AIM OF THE EXERCISE:
Using the listing below, return every line that includes "support".
- - - -
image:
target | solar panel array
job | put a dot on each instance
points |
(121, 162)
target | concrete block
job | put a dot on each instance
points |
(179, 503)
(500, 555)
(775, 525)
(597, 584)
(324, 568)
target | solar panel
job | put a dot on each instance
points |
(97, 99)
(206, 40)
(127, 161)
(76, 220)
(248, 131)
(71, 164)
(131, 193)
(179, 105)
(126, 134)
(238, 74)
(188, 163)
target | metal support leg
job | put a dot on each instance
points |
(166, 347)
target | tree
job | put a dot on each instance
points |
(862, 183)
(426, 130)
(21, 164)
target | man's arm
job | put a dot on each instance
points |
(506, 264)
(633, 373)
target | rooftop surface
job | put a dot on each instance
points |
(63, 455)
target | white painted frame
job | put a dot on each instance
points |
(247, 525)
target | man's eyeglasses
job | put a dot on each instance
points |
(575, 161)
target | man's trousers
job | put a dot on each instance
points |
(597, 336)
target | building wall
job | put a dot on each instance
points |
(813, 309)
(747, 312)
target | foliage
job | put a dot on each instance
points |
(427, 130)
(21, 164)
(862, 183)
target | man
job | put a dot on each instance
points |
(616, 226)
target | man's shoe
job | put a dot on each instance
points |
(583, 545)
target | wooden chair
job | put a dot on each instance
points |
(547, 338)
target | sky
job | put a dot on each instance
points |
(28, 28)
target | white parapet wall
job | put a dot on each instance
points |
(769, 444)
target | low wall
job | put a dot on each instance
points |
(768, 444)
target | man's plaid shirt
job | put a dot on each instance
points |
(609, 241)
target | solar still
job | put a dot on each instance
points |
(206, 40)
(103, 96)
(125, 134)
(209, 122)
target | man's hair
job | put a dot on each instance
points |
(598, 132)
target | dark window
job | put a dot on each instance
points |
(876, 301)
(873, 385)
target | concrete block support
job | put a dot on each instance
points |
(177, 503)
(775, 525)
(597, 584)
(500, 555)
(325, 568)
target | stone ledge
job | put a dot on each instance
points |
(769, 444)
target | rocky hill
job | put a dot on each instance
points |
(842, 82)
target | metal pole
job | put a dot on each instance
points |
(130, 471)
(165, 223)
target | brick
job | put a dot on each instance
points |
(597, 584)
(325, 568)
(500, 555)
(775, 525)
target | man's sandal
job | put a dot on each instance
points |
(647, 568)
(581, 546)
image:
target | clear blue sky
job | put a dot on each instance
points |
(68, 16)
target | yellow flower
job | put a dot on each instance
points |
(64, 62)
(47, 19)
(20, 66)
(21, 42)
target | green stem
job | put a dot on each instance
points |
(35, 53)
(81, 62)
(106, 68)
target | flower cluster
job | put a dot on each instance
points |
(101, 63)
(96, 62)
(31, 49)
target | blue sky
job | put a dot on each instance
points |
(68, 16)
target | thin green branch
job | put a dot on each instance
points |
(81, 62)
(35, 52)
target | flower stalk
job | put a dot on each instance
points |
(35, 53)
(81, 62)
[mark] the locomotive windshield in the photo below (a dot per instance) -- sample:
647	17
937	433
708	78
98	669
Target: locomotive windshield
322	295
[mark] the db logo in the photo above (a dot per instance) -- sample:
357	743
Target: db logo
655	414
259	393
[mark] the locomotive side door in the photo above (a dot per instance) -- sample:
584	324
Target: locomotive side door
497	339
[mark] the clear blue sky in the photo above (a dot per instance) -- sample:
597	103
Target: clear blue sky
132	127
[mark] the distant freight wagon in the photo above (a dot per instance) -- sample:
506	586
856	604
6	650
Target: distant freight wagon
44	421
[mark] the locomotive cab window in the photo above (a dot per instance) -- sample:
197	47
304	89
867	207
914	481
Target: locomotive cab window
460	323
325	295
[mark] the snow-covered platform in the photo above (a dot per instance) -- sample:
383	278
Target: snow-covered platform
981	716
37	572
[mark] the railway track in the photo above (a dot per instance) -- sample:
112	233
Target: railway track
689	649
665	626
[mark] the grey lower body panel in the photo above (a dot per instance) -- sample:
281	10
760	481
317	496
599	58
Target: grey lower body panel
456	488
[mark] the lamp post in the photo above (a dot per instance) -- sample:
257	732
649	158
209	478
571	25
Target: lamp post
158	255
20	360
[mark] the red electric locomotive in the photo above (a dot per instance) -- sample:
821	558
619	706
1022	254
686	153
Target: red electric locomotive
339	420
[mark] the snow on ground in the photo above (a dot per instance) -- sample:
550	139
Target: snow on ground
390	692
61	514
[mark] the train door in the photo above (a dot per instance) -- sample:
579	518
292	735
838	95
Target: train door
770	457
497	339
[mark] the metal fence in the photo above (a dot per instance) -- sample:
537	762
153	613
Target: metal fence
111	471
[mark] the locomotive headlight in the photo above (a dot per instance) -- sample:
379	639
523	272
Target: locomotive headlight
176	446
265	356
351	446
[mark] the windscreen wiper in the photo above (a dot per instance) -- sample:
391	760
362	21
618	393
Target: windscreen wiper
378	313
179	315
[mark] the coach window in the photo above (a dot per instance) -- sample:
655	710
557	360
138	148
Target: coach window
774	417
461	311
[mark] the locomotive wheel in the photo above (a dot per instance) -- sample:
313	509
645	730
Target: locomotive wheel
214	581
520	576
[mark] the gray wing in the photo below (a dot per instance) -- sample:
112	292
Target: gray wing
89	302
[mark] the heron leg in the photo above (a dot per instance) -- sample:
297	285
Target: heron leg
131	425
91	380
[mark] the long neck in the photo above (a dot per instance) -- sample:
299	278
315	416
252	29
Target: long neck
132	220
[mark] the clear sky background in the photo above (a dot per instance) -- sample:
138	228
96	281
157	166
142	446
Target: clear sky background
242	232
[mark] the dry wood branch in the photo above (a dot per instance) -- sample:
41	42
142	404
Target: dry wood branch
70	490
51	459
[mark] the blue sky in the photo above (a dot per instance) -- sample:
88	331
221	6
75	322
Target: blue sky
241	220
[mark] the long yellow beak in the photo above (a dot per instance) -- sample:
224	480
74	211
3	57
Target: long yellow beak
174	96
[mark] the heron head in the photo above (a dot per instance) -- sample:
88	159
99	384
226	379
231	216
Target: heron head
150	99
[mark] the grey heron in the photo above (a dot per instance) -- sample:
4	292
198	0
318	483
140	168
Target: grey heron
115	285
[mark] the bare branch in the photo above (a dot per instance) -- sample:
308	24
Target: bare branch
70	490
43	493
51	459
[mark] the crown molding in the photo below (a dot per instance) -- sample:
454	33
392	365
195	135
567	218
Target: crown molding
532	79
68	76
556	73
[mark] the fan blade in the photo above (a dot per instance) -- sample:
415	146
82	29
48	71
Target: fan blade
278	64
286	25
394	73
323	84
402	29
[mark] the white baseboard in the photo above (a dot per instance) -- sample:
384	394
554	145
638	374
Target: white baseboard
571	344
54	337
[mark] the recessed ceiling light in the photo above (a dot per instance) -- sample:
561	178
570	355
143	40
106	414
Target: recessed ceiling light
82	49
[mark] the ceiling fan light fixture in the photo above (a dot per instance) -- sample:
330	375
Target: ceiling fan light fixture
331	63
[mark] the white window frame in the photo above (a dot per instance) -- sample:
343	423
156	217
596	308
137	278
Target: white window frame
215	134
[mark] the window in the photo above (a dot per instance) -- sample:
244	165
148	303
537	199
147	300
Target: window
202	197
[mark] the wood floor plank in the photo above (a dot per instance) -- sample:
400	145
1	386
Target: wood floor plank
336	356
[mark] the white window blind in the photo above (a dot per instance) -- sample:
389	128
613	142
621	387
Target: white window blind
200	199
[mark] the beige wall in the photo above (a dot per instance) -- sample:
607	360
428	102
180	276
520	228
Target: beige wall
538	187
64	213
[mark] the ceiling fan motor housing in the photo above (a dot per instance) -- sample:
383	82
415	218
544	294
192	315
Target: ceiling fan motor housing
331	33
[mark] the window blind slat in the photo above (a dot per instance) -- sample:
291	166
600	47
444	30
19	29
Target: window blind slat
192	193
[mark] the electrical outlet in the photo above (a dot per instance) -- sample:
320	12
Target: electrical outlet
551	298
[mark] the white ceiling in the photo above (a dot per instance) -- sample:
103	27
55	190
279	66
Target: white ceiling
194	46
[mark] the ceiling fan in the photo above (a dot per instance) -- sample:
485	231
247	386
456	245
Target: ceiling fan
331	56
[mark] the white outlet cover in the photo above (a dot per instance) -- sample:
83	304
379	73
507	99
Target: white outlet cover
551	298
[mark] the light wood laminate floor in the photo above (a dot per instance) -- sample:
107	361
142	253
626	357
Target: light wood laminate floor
- - - -
TASK ANSWER:
target | metal support leg
target | concrete block support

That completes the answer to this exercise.